What to work on
For each statement, answer yes or no according to the article on apple and pear diseases below, and quote the words of the article that decide it. 1. Captan-based products for scab may need to be applied as many as 15 times in a season. 2. Leaf blotch overwinters on the branches of the tree. 3. Pear brown spot has been found to be a problem only in southern Europe.

Tackling apple and pear diseases
Apple Scab and Pear Scab (Black Spot)
Apple scab Venturia inaequalis, and the closely-related pear scab Venturia pyrina, are major fungal diseases affecting tree fruit crops.
Scab is spread by airborne spores causing dark green, velvety spots on leaves and dark, scabby blotches and cracks on the fruit. The lesions affect the appearance of the fruit and seriously reduce the crop’s commercial value. In addition, the cracks leave the fruit prone to rotting which affects the storage capability. On young shoots the cracking can also provide entry points for canker.
Control is via fungicides such as Captan-based products which may need to be applied as often as 15 times each season.
Leaf Blotch is fungal disease spread by spores from various Alternaria species such as A. mali and A. alternata. The disease overwinters on fallen leaves before the primary infection period in the late spring which is followed by further secondary outbreaks through the summer. On leaves the disease symptoms begin as brown spots about 5mm across before turning grey while fruit lesions appear as small, dark pimples. Severe infections can cause leaf fall of up to 50% defoliation by mid-summer and cause a reduction in fruit yield and quality. Captan-based protectants can be used especially in regions with hot, wet summer climates which help the disease to thrive.
Pear Brown Spot
A disease of growing importance in pear is Brown Spot which is caused by the fungus Stemphylium vesicarium.
The fungus infects leaves, fruits and twigs and causes necrosis and fruit rot appearing as brown spots on the skin. Severe damage to pear crops has been seen in southern Europe but it has also been identified as an emerging and serious problem in orchards in northern Europe - particularly in the Netherlands and Belgium.
Fungicides such as Captan-based products can be applied as a preventative measure but there is no curative action so again vigilance for the emerging disease is paramount.

Stored data

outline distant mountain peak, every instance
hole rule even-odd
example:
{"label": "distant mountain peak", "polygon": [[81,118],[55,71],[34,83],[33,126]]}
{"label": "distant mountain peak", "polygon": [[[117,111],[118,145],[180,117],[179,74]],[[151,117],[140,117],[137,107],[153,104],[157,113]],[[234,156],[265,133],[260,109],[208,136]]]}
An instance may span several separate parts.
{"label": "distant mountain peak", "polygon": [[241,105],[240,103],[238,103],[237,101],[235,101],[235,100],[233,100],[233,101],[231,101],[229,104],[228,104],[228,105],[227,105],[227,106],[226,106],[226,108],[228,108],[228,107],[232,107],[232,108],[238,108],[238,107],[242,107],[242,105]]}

Result of this exercise
1. Yes: "may need to be applied as often as 15 times each season"
2. No: "The disease overwinters on fallen leaves"
3. No: "it has also been identified as an emerging and serious problem in orchards in northern Europe"